## Records for this exercise:
****
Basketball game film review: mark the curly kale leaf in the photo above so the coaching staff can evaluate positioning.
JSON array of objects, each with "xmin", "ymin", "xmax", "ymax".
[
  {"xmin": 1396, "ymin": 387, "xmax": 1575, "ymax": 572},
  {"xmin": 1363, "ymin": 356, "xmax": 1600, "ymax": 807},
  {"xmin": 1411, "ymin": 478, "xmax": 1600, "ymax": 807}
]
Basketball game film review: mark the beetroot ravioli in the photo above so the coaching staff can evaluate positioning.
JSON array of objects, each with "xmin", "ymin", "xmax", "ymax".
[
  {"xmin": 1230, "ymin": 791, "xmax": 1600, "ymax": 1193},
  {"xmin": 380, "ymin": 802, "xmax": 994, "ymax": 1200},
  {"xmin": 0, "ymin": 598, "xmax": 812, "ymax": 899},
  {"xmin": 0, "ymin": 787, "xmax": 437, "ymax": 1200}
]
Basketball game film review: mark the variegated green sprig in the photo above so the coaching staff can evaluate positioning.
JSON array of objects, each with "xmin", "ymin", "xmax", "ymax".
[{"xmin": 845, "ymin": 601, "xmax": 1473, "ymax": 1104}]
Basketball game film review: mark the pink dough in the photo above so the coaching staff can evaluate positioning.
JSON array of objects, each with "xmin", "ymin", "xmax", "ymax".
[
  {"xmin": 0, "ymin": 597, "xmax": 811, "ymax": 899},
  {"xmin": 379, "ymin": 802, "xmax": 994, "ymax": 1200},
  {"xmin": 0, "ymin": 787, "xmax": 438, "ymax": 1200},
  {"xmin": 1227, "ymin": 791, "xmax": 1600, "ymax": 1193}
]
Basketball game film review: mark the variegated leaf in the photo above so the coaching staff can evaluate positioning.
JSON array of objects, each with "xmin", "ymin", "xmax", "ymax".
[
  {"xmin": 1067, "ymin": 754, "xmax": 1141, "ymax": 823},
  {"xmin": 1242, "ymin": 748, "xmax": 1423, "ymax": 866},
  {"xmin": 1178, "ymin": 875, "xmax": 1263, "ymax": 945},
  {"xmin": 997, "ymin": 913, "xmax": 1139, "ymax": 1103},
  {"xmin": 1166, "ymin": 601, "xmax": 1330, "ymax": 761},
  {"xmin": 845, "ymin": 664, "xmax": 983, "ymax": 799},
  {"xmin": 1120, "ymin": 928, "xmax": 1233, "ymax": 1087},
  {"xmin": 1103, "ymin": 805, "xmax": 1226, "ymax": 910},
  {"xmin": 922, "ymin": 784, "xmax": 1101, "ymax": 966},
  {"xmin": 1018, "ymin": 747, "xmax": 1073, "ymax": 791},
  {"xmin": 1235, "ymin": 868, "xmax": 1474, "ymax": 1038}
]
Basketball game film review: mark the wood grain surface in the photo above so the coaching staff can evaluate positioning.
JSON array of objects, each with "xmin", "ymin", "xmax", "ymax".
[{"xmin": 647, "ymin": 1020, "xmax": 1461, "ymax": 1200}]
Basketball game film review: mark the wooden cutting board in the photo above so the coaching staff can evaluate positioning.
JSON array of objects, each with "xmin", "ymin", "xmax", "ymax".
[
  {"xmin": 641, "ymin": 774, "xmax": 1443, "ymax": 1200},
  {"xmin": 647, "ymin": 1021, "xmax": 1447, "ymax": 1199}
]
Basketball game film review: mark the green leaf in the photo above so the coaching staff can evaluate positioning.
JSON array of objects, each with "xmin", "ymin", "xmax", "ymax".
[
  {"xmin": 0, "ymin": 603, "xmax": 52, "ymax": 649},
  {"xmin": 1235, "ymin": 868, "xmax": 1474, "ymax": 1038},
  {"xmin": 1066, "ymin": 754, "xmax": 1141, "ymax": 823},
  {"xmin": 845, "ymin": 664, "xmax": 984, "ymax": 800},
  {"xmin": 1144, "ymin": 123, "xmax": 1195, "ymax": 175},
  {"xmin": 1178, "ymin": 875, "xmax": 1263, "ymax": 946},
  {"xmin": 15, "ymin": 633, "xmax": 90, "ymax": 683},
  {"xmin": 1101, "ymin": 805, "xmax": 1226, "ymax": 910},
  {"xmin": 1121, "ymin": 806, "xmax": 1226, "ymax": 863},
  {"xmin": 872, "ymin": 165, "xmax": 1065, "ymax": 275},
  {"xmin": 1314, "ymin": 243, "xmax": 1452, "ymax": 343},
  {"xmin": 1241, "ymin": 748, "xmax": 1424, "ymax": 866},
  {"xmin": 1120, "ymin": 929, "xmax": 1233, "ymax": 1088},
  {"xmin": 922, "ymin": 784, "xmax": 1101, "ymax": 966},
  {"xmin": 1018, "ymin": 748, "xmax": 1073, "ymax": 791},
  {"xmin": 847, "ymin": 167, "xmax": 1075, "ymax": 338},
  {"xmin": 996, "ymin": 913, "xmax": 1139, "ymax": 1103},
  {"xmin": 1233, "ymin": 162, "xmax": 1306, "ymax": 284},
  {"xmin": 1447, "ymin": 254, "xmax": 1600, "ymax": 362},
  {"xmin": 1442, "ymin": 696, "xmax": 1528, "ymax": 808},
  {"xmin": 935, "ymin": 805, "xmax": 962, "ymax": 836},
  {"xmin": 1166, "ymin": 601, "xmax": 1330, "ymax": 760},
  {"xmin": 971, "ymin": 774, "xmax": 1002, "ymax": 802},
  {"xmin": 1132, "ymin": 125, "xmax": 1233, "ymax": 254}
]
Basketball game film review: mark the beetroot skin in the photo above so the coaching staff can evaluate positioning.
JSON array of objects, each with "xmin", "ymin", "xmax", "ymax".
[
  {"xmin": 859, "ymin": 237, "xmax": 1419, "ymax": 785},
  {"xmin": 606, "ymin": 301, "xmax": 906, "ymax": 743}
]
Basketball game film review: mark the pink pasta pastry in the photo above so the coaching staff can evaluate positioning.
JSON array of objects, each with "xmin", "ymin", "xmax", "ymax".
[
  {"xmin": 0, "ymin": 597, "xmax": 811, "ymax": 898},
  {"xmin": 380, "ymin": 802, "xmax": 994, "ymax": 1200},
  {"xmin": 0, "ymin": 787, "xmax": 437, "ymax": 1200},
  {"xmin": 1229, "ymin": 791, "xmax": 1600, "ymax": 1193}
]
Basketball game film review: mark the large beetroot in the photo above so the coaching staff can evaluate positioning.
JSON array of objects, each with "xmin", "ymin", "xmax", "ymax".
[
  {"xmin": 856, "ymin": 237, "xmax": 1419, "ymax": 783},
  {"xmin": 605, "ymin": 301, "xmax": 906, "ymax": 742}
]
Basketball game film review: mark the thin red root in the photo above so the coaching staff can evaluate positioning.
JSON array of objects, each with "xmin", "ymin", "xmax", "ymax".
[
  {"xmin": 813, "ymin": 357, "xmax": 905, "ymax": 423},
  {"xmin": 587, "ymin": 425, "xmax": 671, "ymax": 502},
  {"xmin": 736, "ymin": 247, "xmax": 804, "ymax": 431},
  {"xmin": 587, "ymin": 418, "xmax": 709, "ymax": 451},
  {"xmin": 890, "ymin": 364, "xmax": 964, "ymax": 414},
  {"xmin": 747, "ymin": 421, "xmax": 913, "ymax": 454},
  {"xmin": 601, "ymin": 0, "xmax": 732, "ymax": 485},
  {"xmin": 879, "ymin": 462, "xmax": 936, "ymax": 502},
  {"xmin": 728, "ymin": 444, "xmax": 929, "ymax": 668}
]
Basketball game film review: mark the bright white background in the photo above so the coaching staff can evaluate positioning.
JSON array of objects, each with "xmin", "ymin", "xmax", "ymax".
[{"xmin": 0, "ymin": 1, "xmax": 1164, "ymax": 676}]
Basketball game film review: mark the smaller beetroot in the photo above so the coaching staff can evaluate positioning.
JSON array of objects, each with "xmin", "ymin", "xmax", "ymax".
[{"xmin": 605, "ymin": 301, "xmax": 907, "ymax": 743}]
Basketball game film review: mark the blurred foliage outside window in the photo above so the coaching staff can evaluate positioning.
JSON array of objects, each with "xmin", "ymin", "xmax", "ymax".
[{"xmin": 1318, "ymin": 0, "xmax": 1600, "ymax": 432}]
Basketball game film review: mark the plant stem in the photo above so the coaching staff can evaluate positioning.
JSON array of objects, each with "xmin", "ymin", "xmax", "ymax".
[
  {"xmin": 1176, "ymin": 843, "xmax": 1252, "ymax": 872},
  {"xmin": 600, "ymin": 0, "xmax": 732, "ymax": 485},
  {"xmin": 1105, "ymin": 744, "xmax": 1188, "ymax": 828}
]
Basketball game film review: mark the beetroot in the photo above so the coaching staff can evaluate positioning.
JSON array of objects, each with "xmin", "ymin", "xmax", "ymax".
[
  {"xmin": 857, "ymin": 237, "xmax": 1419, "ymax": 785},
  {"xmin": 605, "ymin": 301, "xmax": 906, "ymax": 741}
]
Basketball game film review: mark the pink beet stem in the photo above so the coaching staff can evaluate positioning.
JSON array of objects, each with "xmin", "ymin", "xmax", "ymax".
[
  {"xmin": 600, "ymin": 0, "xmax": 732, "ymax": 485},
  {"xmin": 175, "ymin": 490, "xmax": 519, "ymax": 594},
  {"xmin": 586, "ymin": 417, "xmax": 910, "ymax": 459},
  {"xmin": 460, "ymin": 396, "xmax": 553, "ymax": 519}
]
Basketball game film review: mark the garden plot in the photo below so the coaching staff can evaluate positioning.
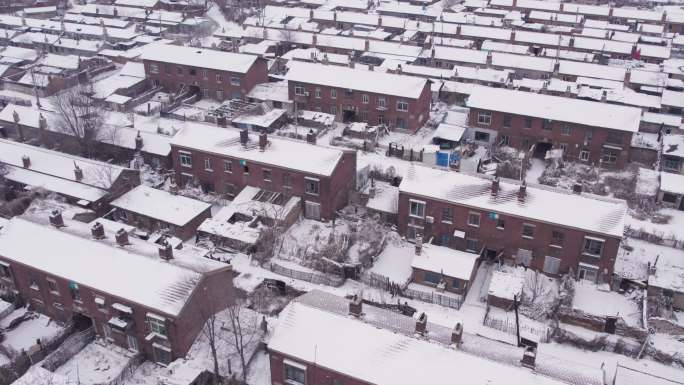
****
Sift the material for lines that include the word "green", and copy each one.

## Result for this exercise:
Basketball game film review: mark the variegated green sprig in the photo above so the coaching staff can evaluate positioning.
Basketball game film review: mark the green leaf in the photo above so the coaching staff can evaluate positioning.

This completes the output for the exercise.